Passage:
• • •

Semantic Web Workshop - ISNID
Inferential Semantics for Networked Image Data:
Supporting the Derivation and Management of Semantic Attributes for Web-Based Multimedia Content
Harold Boley (DFKI) and Jos De Roo (AGFA)
Background (AGFA and DFKI)
- At Agfa, the declarative Eve and
Euler systems have
been developed for capturing and transforming networked image data.
- The Euler work has incorporated image annotations on the basis
of the W3C's RDF standard.
- At DFKI, the inference rule system
RFML has been developed,
which can be applied to annotations for deriving new semantic
attributes.
- The joint RuleML
Initiative has started to unify the various markups for XML and
RDF inference rules.
Building the future (taken from Tim Berners-Lee)

Problem
- In practice, there is a lot of simple rules that can operate
on a combination of extracted image features (obtained via image
analysis) and additional image-related data.
- The implicit meaning in image data can thus be made explicit.
- We study the issue of how to infer (only) meaningful facts from
networked image data.
- In the non-distributed case, the semantics of some centralized
image data can be regarded model-theoretically, as the set of
facts whose deduction is sanctioned by the given rules.

• • •

Supplied records:
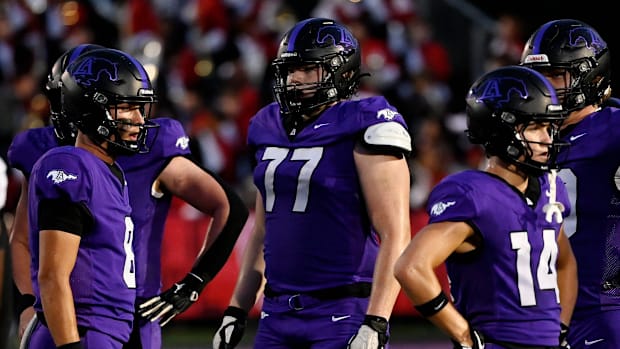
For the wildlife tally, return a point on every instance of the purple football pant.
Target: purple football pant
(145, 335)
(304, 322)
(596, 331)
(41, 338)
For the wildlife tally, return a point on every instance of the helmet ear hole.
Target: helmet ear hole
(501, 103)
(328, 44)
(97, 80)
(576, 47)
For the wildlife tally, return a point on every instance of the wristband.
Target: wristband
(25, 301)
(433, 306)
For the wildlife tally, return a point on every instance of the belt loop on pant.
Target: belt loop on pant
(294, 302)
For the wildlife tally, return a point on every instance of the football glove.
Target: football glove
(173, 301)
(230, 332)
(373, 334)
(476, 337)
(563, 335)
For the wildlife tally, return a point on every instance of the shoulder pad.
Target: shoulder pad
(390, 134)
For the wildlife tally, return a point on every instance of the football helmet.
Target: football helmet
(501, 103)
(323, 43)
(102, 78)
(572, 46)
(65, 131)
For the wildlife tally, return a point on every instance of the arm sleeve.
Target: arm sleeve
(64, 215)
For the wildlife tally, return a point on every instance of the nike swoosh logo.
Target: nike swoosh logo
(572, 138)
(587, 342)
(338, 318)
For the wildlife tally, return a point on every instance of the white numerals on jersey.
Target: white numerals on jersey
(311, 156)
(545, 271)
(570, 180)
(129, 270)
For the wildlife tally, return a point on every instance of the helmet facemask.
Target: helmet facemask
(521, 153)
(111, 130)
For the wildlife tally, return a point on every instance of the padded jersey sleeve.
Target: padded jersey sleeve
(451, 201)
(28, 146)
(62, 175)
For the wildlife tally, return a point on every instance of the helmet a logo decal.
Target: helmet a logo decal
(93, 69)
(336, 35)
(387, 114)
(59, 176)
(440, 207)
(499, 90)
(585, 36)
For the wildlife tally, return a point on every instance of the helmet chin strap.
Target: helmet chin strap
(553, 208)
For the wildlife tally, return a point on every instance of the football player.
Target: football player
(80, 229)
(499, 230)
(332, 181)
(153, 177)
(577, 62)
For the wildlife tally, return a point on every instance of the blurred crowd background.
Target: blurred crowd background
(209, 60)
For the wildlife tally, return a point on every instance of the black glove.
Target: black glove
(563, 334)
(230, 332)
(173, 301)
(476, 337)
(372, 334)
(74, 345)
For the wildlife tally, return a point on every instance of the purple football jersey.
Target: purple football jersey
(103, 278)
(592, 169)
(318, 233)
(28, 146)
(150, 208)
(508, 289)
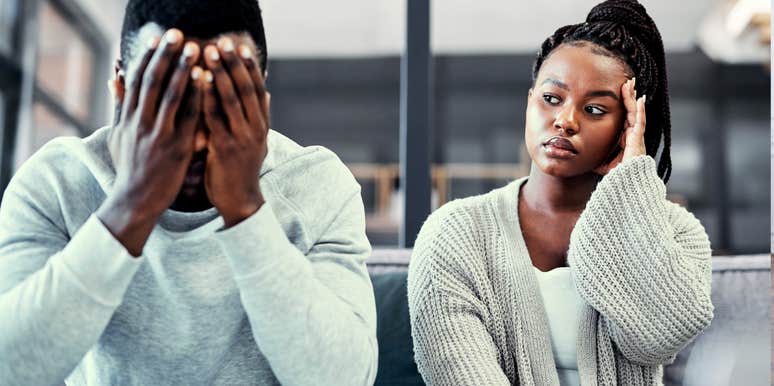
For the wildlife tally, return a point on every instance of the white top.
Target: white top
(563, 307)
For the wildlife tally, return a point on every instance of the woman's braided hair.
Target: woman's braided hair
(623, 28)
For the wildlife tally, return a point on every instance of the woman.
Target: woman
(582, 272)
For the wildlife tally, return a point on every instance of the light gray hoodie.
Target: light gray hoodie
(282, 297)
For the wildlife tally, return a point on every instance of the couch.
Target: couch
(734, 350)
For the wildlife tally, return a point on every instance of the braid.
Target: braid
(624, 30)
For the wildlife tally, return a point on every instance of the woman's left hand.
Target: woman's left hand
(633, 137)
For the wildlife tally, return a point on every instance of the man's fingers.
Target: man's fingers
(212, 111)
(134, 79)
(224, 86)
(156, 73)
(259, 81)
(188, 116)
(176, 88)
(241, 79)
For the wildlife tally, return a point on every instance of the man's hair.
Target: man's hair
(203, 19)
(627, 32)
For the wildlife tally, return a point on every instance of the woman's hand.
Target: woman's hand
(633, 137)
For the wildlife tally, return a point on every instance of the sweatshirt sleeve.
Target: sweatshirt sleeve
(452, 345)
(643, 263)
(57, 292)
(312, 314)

• • •

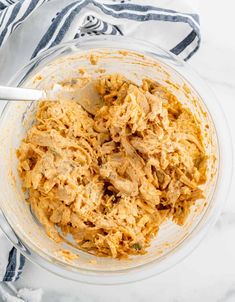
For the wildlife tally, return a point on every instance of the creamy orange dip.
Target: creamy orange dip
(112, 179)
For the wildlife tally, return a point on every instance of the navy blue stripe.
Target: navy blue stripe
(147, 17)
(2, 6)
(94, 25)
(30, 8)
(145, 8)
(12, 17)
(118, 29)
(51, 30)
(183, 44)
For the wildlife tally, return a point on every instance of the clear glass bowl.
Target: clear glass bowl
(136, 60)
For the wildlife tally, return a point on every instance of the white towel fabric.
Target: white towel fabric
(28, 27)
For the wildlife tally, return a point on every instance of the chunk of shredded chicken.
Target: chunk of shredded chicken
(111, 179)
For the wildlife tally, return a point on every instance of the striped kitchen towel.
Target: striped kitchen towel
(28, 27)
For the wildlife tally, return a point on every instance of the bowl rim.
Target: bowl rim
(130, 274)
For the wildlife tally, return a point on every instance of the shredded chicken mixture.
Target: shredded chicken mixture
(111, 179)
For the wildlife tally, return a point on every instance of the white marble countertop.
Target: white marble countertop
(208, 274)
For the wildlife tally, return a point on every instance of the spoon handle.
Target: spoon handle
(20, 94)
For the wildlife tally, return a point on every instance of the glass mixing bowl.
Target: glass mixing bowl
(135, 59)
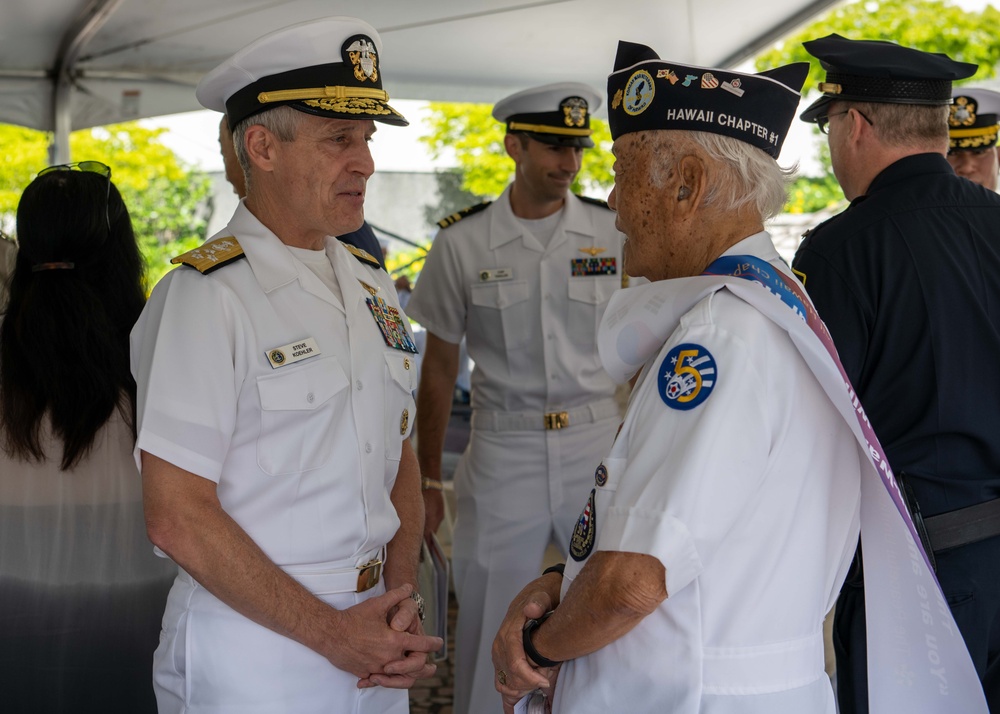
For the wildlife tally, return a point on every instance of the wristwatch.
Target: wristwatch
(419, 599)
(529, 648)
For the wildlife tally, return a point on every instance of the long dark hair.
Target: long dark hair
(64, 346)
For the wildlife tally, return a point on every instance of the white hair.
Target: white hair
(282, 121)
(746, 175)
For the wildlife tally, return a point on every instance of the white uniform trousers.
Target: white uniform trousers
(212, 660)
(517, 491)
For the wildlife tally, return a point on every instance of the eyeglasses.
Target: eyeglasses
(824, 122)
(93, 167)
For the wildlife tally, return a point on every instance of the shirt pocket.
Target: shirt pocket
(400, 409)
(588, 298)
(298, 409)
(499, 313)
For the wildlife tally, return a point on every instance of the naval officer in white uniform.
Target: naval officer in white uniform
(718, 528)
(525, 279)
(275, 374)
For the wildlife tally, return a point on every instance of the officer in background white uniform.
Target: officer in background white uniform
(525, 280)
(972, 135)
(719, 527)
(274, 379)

• • •

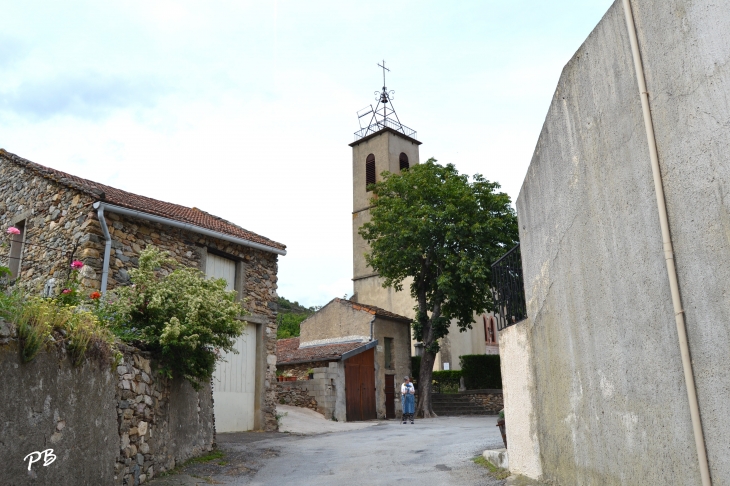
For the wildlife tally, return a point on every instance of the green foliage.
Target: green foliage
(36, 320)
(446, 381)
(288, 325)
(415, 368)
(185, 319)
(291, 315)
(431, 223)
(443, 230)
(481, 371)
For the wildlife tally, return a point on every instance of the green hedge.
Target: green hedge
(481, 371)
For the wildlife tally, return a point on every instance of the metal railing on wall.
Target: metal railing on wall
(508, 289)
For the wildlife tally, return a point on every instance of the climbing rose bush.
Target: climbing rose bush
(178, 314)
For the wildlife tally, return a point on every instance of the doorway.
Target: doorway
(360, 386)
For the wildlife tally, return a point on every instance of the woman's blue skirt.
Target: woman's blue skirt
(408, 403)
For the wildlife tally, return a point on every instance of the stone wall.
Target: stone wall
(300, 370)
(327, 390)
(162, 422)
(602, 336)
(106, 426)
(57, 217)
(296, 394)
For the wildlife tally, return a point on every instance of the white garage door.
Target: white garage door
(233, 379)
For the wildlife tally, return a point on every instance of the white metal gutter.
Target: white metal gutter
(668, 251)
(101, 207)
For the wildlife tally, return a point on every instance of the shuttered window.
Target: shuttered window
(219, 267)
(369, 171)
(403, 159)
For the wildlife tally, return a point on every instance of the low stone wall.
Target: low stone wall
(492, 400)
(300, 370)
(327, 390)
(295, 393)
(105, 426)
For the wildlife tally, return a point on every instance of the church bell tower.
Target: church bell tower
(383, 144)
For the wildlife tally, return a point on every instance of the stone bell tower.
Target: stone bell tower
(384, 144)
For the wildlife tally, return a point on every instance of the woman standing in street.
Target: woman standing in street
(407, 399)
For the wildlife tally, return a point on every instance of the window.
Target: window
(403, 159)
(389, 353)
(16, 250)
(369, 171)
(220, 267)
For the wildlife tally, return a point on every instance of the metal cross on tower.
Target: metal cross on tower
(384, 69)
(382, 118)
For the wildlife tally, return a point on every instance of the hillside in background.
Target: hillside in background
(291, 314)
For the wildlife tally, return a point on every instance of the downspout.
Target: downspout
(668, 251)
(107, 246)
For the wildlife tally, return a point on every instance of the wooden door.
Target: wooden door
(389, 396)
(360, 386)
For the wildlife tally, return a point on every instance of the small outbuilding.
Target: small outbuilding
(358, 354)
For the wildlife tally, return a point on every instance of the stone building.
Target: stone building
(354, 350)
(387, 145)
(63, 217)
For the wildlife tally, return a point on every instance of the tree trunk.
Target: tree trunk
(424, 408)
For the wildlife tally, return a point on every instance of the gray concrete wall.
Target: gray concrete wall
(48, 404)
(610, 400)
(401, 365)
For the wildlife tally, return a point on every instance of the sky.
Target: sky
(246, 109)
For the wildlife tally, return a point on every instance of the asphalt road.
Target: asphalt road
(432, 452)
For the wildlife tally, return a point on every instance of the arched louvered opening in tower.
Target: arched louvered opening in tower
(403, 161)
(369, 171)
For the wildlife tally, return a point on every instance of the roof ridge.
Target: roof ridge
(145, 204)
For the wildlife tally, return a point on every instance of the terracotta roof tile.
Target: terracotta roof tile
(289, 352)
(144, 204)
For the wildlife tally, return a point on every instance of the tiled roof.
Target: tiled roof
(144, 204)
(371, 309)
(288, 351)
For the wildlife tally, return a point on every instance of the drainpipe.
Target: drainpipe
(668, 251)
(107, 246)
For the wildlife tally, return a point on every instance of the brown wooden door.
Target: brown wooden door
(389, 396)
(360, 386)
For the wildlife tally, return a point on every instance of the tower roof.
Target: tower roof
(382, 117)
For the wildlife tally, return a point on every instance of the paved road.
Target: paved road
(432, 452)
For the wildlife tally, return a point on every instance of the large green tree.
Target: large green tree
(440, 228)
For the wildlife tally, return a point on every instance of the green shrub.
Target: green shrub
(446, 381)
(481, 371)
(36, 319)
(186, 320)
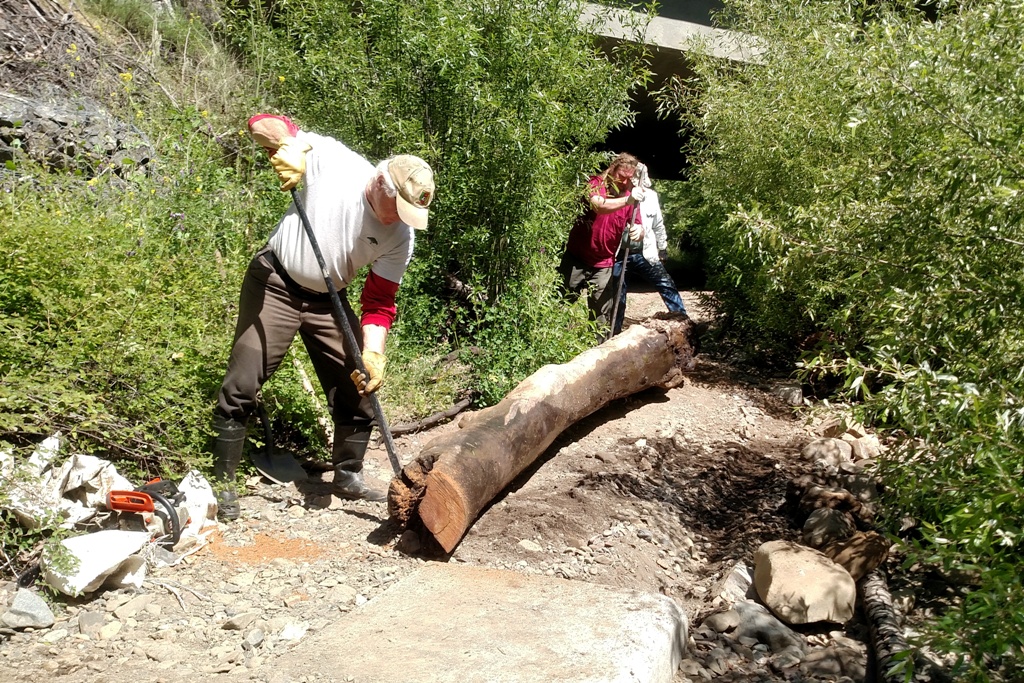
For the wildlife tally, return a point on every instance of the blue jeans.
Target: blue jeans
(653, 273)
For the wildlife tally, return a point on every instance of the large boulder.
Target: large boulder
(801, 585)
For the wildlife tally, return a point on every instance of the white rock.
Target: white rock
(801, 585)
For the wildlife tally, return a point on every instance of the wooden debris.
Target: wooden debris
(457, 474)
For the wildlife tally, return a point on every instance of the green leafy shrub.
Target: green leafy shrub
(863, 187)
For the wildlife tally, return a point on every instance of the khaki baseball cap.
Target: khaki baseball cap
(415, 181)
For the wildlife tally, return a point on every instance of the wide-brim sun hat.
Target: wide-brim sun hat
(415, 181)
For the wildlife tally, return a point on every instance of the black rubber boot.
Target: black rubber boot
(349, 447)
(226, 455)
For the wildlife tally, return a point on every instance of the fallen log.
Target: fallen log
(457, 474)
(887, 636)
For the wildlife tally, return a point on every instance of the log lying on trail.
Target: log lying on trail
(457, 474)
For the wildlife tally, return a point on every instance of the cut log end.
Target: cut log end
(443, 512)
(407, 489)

• • •

Written tasks:
**A.** In the ISNID workshop page, update the stretch from "Background (AGFA and" through "from Tim Berners-Lee)" so that "annotations" is replaced with "labels".
**B.** According to the ISNID workshop page, which W3C standard is the basis of the image annotations in the Euler work?
**C.** Which systems does the ISNID workshop page say were developed at Agfa or at DFKI?

Solutions to the exercise:
**A.**
Background (AGFA and DFKI)
- At Agfa, the declarative Eve and
Euler systems have
been developed for capturing and transforming networked image data.
- The Euler work has incorporated image labels on the basis
of the W3C's RDF standard.
- At DFKI, the inference rule system
RFML has been developed,
which can be applied to labels for deriving new semantic
attributes.
- The joint RuleML
Initiative has started to unify the various markups for XML and
RDF inference rules.
Building the future (taken from Tim Berners-Lee)

**B.** RDF

**C.**
- Eve (Agfa)
- Euler (Agfa)
- RFML (DFKI)